### Material for this exercise

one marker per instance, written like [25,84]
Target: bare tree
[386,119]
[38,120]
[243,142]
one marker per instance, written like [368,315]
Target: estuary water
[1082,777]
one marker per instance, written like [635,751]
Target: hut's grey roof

######

* [Directions] Copy all of the rows above, requests included, and offset every coordinate in the answers by adding 124 to it. Leave the numbers in the requests and their format samples as they are.

* [Solution to the exercise]
one marker per instance, written like [25,84]
Target: bare tree
[510,243]
[162,244]
[367,266]
one marker per instance, written like [368,315]
Target: estuary water
[1206,901]
one marker per instance, written like [635,751]
Target: hut's grey roof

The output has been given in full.